start
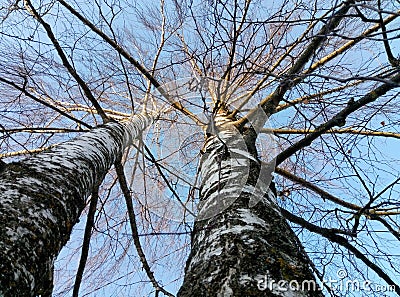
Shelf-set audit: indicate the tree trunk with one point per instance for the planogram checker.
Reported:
(241, 244)
(42, 198)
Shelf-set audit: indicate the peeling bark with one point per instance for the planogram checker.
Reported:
(238, 248)
(41, 200)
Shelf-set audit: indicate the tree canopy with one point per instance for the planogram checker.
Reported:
(325, 73)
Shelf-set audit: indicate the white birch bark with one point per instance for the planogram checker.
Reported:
(42, 197)
(241, 249)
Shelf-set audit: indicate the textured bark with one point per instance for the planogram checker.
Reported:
(238, 248)
(41, 200)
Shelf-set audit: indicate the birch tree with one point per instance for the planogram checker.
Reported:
(268, 171)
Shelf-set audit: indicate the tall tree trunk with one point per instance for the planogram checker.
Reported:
(239, 247)
(41, 200)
end
_TASK GOAL_
Print every line of the listing above again, unchanged and including each reported point, but leave out the pictures.

_COMPLETE RESPONSE_
Shelf-set audit: indicate the tree trunk with one point per instance for the planogram checker.
Reported:
(241, 244)
(42, 198)
Shelf-set audit: indicate the peeling bark with one point per instance for the planogram checker.
Reported:
(238, 248)
(41, 200)
Shelf-set audit: indicate the tree canopy with one point per instance for the planogram checker.
Reported:
(325, 73)
Shelf-set audit: indicate the white birch bark with one point per instance for the planogram checker.
Reported:
(42, 197)
(241, 249)
Shelf-set audit: indicate the textured bark with one point per instance for the planogram checker.
Reported:
(238, 248)
(41, 200)
Shelf-set audit: indicate the birch tree with one point per instance for the planogram checker.
Reported:
(268, 171)
Shelf-set audit: indicate the tall tree trunk with one point per instance for the planogram checker.
Reported:
(239, 247)
(41, 200)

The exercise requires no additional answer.